Article
○ ○ ○ ○ ○

Current version: December 22, 1998
Establishes Stanford policy on copyright ownership and defines administrative procedures for policy implementation.
This document describes Stanford policies and associated administrative procedures for copyrightable materials and other intellectual property.
Its objectives are:
to enable the University to foster the free and creative expression and exchange of ideas and comment;
to preserve traditional University practices and privileges with respect to the publication of scholarly works;
to establish principles and procedures for sharing income derived from copyrightable material produced at the University; and
to protect the University's assets and imprimatur.
Section headings for this Policy Statement are:
Copyright is the ownership and control of the intellectual property in original works of authorship which are subject to copyright law. It is the policy of the University that all rights in copyright shall remain with the creator unless the work is a work-for-hire (and copyright vests in the University under copyright law), is supported by a direct allocation of funds through the University for the pursuit of a specific project, is commissioned by the University, makes significant use of University resources or personnel, or is otherwise subject to contractual obligations.
NOTE: Policy governing patentable software is contained in the Research Policy Handbook document entitled Inventions, Patents and Licensing (document 5.1).
In accord with academic tradition, except to the extent set forth in this policy, Stanford does not claim ownership to pedagogical, scholarly, or artistic works, regardless of their form of expression. Such works include those of students created in the course of their education, such as dissertations, papers and articles. The University claims no ownership of popular nonfiction, novels, textbooks, poems, musical compositions, unpatentable software, or other works of artistic imagination which are not institutional works and did not make significant use of University resources or the services of University non-faculty employees working within the scope of their employment. (See Sections 1.H and 5.B below).

○ ○ ○ ○ ○

Items listed in a dataset
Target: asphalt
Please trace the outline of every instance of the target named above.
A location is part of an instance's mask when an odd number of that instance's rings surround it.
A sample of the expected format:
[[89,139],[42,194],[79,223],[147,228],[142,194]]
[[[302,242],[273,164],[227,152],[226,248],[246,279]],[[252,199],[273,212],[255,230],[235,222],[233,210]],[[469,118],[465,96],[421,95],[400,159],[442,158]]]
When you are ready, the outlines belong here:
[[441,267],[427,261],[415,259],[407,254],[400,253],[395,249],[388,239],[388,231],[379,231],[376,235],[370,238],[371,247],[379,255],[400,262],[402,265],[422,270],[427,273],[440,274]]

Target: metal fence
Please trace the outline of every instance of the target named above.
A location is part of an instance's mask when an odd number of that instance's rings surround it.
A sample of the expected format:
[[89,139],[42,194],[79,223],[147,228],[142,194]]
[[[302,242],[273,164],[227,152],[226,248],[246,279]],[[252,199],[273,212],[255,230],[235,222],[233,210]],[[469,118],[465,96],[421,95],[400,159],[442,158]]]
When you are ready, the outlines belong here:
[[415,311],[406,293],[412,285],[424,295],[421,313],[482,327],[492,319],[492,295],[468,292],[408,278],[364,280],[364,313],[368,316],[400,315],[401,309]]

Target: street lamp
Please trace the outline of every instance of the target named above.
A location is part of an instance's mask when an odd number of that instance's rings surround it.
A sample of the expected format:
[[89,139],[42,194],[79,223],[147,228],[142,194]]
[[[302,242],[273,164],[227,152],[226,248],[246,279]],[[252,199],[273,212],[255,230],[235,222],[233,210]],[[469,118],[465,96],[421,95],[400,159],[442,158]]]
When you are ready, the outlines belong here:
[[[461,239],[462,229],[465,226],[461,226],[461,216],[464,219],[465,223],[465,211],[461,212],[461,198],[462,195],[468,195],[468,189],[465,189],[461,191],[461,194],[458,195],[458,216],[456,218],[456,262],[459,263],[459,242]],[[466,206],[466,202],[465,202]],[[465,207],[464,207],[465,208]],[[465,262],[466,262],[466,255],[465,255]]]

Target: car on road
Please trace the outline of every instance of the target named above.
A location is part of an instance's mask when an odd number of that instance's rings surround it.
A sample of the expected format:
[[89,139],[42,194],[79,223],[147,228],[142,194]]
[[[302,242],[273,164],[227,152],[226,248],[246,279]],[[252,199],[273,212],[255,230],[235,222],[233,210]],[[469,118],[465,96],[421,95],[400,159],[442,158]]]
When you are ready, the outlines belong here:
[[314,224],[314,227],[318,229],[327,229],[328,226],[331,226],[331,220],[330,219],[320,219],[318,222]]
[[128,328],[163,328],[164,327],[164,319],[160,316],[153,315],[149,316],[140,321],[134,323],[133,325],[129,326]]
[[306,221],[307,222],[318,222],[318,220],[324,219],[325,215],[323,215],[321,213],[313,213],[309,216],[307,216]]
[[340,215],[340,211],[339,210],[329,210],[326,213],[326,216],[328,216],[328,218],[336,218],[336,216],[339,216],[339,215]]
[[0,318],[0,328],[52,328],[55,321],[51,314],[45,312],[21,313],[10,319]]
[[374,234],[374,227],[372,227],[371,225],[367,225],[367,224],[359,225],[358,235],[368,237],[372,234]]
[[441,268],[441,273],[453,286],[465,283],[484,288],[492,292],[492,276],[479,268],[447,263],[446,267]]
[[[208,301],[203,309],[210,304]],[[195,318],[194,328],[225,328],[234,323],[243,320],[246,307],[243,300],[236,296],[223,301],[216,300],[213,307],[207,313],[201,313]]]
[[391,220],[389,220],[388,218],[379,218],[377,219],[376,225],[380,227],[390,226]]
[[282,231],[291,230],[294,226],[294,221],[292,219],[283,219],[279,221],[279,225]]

○ ○ ○ ○ ○

Set of tasks
A) Reproduce everything in the copyright policy from "Section headings for" down to "Licensing (document 5.1).".
B) Answer these from the copyright policy:
(i) What date is given for the current version?
(ii) Which Research Policy Handbook document contains the policy on patentable software?
(iii) What three kinds of student works does the policy name as examples?

The results
A)
Section headings for this Policy Statement are:
Copyright is the ownership and control of the intellectual property in original works of authorship which are subject to copyright law. It is the policy of the University that all rights in copyright shall remain with the creator unless the work is a work-for-hire (and copyright vests in the University under copyright law), is supported by a direct allocation of funds through the University for the pursuit of a specific project, is commissioned by the University, makes significant use of University resources or personnel, or is otherwise subject to contractual obligations.
NOTE: Policy governing patentable software is contained in the Research Policy Handbook document entitled Inventions, Patents and Licensing (document 5.1).

B)
(i) December 22, 1998
(ii) Inventions, Patents and Licensing (document 5.1)
(iii) Dissertations, papers and articles